**Exercise:** Exact copies of all the entries are required.

Listed records below:

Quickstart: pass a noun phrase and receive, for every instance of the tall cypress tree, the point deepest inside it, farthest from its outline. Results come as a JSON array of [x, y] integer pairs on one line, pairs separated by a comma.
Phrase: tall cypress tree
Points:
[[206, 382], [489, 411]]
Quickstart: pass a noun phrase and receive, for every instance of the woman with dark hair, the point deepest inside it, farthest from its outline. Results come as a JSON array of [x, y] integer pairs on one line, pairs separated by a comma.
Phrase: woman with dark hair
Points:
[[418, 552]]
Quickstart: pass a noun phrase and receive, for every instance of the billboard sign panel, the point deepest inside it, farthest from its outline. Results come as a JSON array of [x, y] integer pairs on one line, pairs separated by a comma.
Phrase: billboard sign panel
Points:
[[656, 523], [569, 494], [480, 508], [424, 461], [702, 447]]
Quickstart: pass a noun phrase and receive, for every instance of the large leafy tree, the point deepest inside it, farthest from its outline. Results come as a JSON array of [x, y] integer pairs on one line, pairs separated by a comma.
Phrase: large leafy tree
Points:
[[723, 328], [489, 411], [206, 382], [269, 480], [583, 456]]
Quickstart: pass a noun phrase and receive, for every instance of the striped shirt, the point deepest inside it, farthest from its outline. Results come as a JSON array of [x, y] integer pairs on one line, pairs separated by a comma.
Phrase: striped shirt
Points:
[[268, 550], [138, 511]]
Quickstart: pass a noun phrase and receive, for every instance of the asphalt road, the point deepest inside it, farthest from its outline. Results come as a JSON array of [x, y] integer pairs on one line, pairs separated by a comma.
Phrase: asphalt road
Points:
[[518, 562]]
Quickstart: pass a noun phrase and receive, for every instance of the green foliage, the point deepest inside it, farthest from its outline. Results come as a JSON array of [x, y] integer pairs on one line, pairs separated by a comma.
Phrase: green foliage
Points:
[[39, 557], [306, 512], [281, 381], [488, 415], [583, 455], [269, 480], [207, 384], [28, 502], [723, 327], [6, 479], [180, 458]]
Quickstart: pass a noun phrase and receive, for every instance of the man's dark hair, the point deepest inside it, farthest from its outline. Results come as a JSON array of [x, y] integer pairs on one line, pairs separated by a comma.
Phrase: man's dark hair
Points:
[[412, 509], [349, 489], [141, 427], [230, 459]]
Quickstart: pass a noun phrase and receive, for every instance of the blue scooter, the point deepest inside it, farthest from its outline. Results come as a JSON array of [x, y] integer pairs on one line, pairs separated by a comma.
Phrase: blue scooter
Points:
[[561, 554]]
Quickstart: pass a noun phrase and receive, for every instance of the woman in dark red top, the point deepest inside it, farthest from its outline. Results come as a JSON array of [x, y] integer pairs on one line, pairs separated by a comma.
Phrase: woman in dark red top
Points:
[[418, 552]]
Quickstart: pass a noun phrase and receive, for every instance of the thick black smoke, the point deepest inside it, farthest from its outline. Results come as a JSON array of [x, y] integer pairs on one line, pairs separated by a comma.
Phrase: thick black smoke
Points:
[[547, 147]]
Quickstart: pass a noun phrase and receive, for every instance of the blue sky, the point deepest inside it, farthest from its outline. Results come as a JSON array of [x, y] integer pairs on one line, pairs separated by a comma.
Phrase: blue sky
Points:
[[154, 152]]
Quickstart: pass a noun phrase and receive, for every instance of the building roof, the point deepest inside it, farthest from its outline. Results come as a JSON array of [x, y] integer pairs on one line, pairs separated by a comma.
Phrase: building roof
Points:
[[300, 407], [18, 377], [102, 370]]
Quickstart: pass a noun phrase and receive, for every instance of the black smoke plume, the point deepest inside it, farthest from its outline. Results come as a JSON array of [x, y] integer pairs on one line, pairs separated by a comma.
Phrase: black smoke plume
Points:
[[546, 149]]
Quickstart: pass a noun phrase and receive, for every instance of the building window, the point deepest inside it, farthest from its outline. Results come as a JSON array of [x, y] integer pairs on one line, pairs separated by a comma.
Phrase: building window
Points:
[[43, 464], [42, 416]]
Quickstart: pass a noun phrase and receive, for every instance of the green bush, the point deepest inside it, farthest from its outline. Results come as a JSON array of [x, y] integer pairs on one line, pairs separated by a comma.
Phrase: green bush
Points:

End of Listed records.

**Result of this task:**
Quickstart: pass a noun phrase and receive, for every instance of the tall cypress tree, the point deepest inside it, farthest from its outline. Results come as a JSON array of [x, y] integer pairs on one line, pairs separated by a comma.
Phrase: tall cypress tree
Points:
[[206, 382], [489, 411]]
Quickstart: pass a noun phrase and receive, for every instance of the woman with dark hair, the point deepest inside it, farthest from its outline. Results come as a JSON array of [x, y] integer pairs on one line, pairs separated by a comma.
Phrase: woman with dark hair
Points:
[[418, 552]]
Quickstart: pass a noun phrase and receive, for every instance of the billboard sign panel, the point deepest inside it, farthest from its outline. Results come as a JSON array of [x, y] integer pairs on one line, pairs separated by a comma.
Phrase: billboard sign panel
Points:
[[656, 523], [569, 494], [480, 508], [424, 461], [702, 447]]
Quickstart: pass a noun phrase and receive, for every instance of the large leafy tree, the point deepest inside it, farthest from its outline. Results come as a JSON array of [x, y] integer pairs on one line, pairs separated by a comma.
Phrase: large leafy tree
Points:
[[723, 328], [489, 411], [206, 382], [269, 480], [583, 456]]
Quickstart: pass a noun phrase and receive, for every instance of the striped shirt, the point deepest inside it, farthest from its outline. Results come as a JSON array of [x, y] integer pairs on one line, pairs separated by a comma.
Phrase: striped shirt
Points:
[[268, 550], [138, 511]]
Quickstart: pass a noun phrase and receive, for every instance of the asphalt road, the point deepest inside it, farthest from its outline. Results come as a JSON array of [x, y] integer pairs on one line, pairs separated by a comma.
Phrase: asphalt road
Points:
[[518, 562]]
Quickstart: pass a noun phrase and receive, for every instance of the green foliage, the point deepest inside it, farthest from its outline. Results come as a JSON array of [x, y] integer pairs on one line, pairs separated by a comma.
Phrase: green foliage
Points:
[[39, 557], [306, 512], [281, 381], [488, 415], [583, 455], [269, 480], [207, 384], [28, 502], [723, 327], [6, 479], [180, 458]]
Quickstart: pass a noun phrase and receive, for every instance of the man's dark hair, the point deepest inside it, farthest from its outline. Results come as a JSON array of [x, y] integer pairs on one line, pairs separated by a comma.
Phrase: man's dark hair
Points:
[[412, 509], [349, 489], [141, 427], [230, 459]]
Quickstart: pass a noun phrase and receive, for every instance of the blue scooter, the point deepest inside it, farthest from its outline. Results come as a JSON array of [x, y] integer pairs on one line, pairs separated by a comma.
Phrase: blue scooter
Points:
[[561, 554]]
Quickstart: pass a noun phrase and receive, for every instance of the woman in dark red top, the point deepest inside it, farthest from its outline. Results come as a JSON array of [x, y] integer pairs on one line, pairs separated by a comma.
Phrase: woman in dark red top
Points:
[[418, 552]]
Quickstart: pass a noun phrase and receive, for every instance of the thick black smoke, the point deepest inside it, farthest from its outline. Results come as a JSON array of [x, y] integer pairs on one line, pairs separated by a comma.
Phrase: thick black smoke
Points:
[[547, 147]]
Quickstart: pass a noun phrase and receive, for every instance of the blue sky, the point deepest inside it, farthest from its outline. Results come as a JSON array of [x, y] integer pairs on one line, pairs separated by a comma.
Phrase: blue sky
Points:
[[154, 152]]
Quickstart: pass a noun phrase and receive, for every instance of the building roof, the point deepest inside it, farthest from its outline. Results come as a JSON array of [x, y] integer pairs on one line, pairs separated by a comma.
Phrase: building roof
Points:
[[300, 407], [18, 377], [102, 370]]
Quickstart: pass a noun phrase and receive, for every instance of the black smoke plume, the point deepest inside it, farthest from its outline. Results come as a JSON array of [x, y] integer pairs on one line, pairs separated by a comma.
Phrase: black smoke plume
Points:
[[546, 149]]
Quickstart: pass a noun phrase and receive, for every instance of the building window, the point deepest inside it, farthest from its outline. Results come as a JSON array of [x, y] integer pairs on one line, pairs separated by a comma.
Phrase: building window
Points:
[[43, 464], [42, 416]]
Quickstart: pass a noun phrase and receive, for every instance of the green bush, the point deepest inside it, farthest from its outline. Results come as a JSON array of [x, y] integer pairs on one line, pairs separated by a comma.
Phrase: green bush
Points:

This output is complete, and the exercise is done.